#### Task instructions
1. Copy the passage of the payroll newsletter from "If you have control" to "certificate of exemption." word for word.
2. Quote the listing from its first line through the line containing "x=152, y=183", both included. Omit the pictures.

[Begin Document extract]

Payroll News Issue 88 August 2006

Welcome to Payroll News

In this issue we tell you about options for making tax payments, retiring and redundancy payments, and how to apply the no-declaration rate.

If you have an employer topic you'd like to see covered in this newsletter, please write to the Editor, Payroll News, PO Box 2198, Wellington or email us at and we'll aim to cover the topic in a future edition.

Are you treating your employees as contractors?

As an employer it's important you know whether the people who work for you are employees or self-employed, because tax, student loan and Accident Compensation laws treat self-employed people differently to employees. If you fail to meet your responsibilities as an employer this may result in prosecution and a fine.

So, who is an employee?

If you have control over the work and how and where it is done, the worker is most likely an employee and you are responsible for deducting PAYE. As well as being full-time, employees can include fixed-term or seasonal employees and casual or part-time employees. If someone is not an employee, you may be required to deduct withholding tax from payments you make to them.

Withholding payments

The Tax code declaration (IR330) and the PAYE deduction tables (IR340) and (IR341) list the activities that are subject to withholding tax, and the amount of withholding tax to deduct. If you have a self-employed contractor working for you, who performs work that falls under the withholding payment regulations, you need to deduct withholding tax at the specified rate unless they give you a current certificate of exemption.

For more help

If you're unsure whether a worker is an employee, see our leaflet Self-employed or an employee? (IR336). You can view this online or order a copy by calling INFOexpress on 0800 257 773.

Tax payments received in time

We have several different payment options designed to make it as easy as possible for you to make your tax payments in time.

Payments by post

Your payment will be in time as long as it's postmarked on or before the due date. If you live in a rural delivery area, the date of payment is when it's received by New Zealand Post. It is not when the payment is placed in your personal mailbox for collection.

Payments posted from overseas

Must be received by Inland Revenue on or before the due date.

Electronic payments

Your payment will be received in time when it has been electronically paid or direct credited to Inland Revenue, either on or before the due date for payment. Internet payments must be completed before the end of the bank's online business hours to be recorded as received on that specific day. Internet payments after these online business hours will be processed on the next business day.

If you're making an online payment on the last day for payment, it's important that you check your bank's cut-off time to ensure your payment won't be late.

Electronic payments from overseas

A payment will be received in time when it has been electronically paid or direct credited to Inland Revenue, either on or before the New Zealand due date.

[End Document extract]
[Begin Records provided]

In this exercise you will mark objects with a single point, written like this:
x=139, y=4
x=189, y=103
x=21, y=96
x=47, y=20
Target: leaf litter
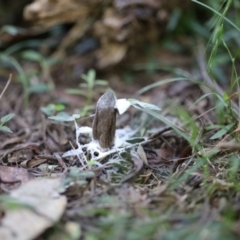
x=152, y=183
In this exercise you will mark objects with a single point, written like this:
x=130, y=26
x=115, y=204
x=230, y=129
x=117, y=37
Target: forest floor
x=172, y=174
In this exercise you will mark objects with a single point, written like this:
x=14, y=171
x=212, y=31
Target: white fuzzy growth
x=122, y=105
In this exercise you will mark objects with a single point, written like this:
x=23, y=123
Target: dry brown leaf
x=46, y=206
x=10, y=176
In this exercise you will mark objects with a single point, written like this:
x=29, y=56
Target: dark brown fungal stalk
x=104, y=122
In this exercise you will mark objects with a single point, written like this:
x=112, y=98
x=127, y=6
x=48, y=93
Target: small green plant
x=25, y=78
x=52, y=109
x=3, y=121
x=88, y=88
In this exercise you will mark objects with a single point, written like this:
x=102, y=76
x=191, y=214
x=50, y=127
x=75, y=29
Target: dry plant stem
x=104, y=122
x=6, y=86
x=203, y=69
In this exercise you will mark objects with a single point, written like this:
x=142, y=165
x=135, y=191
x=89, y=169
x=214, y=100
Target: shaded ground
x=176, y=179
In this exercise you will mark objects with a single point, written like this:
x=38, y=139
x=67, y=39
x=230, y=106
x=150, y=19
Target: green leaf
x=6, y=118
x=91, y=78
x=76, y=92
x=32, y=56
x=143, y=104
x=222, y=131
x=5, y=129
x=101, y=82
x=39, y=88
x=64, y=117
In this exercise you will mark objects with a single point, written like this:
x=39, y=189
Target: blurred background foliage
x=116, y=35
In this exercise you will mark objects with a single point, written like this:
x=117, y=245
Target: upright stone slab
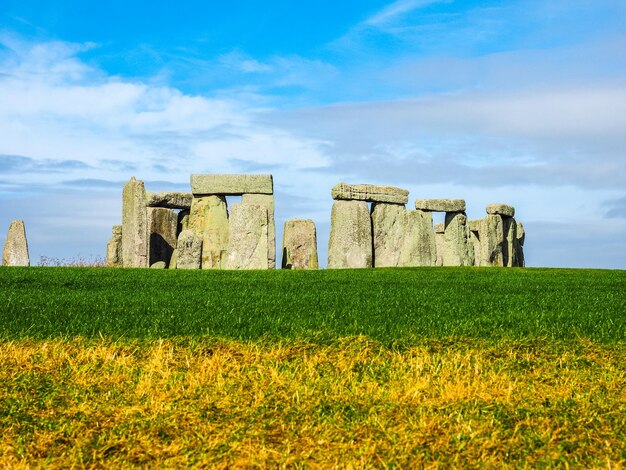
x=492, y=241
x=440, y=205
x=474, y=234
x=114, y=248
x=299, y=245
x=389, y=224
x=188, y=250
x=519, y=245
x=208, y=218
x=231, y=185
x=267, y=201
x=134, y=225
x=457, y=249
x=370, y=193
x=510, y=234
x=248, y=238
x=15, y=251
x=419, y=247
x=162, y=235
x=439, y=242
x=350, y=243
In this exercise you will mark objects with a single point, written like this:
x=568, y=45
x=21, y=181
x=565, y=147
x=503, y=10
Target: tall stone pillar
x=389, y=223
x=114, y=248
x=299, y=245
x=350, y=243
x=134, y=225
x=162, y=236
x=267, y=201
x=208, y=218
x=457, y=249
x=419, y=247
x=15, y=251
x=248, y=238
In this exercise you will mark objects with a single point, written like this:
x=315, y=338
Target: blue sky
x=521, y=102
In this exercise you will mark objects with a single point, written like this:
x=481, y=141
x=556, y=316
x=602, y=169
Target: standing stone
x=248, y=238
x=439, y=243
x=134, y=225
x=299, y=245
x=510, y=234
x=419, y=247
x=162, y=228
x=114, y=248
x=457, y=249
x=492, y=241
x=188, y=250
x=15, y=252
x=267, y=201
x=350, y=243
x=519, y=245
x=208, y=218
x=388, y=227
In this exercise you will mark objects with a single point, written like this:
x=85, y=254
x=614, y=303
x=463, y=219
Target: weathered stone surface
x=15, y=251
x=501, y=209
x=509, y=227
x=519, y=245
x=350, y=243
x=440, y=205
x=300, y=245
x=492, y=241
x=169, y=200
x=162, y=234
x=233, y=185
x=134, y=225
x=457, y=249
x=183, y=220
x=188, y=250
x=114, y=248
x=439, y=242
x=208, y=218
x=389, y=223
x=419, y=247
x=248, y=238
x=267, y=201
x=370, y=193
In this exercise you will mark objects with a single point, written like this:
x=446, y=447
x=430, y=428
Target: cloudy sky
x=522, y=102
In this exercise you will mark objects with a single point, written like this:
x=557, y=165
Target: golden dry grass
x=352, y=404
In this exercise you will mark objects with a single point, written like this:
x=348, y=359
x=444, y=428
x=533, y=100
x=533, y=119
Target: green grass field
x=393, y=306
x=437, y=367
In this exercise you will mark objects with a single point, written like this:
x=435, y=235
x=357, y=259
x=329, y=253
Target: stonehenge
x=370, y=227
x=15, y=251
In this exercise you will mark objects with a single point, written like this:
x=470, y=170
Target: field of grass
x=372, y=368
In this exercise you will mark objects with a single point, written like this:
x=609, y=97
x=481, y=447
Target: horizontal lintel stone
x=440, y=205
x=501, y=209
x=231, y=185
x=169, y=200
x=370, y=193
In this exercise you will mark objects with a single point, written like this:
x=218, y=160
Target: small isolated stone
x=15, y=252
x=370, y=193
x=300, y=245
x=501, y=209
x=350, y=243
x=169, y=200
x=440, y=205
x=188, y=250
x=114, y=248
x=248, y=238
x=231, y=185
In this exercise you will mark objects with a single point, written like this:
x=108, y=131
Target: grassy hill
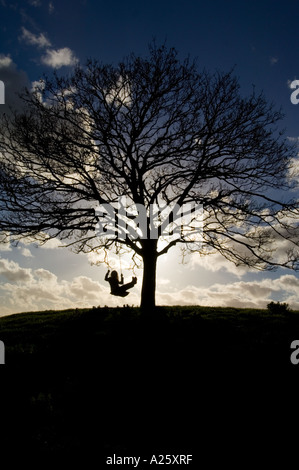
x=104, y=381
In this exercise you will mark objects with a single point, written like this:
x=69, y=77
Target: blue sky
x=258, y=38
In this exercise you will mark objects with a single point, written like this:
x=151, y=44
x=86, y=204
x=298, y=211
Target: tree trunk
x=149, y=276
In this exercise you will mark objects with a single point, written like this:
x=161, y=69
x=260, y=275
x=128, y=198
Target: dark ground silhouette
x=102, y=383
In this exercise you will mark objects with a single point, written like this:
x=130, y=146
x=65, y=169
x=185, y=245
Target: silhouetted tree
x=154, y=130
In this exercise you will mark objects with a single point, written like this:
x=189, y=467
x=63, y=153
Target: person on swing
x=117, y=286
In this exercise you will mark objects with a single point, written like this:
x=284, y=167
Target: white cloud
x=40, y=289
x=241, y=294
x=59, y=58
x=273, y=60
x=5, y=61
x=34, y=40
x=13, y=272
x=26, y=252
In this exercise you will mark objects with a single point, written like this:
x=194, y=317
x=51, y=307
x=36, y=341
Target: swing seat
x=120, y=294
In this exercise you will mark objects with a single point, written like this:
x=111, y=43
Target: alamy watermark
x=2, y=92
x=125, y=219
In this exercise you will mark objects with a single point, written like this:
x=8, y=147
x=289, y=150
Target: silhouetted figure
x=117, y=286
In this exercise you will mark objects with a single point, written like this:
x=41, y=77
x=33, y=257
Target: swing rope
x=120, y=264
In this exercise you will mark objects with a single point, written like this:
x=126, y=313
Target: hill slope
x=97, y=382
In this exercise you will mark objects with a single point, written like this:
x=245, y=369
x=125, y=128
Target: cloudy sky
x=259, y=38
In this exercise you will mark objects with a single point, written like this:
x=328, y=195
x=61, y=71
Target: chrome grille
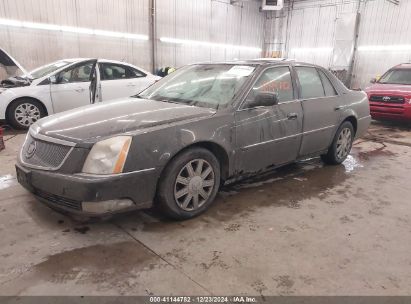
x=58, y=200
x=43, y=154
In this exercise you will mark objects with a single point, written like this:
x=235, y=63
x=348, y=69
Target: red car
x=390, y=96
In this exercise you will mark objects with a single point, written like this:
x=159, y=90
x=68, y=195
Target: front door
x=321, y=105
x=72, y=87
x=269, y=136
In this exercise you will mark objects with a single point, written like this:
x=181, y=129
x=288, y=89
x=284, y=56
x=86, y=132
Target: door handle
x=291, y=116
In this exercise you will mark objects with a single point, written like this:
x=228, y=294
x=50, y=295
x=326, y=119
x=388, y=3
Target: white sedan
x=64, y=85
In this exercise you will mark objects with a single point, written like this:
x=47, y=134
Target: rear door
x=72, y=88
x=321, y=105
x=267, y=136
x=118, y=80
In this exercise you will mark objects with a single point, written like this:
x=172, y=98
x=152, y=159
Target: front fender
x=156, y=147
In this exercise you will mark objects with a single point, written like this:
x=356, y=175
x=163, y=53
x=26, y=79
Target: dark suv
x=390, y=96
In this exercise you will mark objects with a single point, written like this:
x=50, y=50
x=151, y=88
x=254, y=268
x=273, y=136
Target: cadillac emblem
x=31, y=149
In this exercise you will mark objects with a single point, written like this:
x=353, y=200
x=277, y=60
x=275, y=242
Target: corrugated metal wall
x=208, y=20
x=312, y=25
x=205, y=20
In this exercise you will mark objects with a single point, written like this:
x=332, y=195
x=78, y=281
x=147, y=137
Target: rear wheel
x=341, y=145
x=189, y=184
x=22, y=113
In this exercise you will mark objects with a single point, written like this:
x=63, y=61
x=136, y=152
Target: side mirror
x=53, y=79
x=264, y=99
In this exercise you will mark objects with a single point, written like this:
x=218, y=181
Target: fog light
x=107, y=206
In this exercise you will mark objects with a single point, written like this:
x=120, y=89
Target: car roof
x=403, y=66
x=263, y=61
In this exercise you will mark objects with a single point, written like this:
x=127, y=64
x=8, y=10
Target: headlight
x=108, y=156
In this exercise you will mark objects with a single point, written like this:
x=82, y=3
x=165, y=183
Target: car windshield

[End Records provided]

#### Responses to the tasks
1.
If you have control over the work and how and where it is done, the worker is most likely an employee and you are responsible for deducting PAYE. As well as being full-time, employees can include fixed-term or seasonal employees and casual or part-time employees. If someone is not an employee, you may be required to deduct withholding tax from payments you make to them.

Withholding payments

The Tax code declaration (IR330) and the PAYE deduction tables (IR340) and (IR341) list the activities that are subject to withholding tax, and the amount of withholding tax to deduct. If you have a self-employed contractor working for you, who performs work that falls under the withholding payment regulations, you need to deduct withholding tax at the specified rate unless they give you a current certificate of exemption.

2.
In this exercise you will mark objects with a single point, written like this:
x=139, y=4
x=189, y=103
x=21, y=96
x=47, y=20
Target: leaf litter
x=152, y=183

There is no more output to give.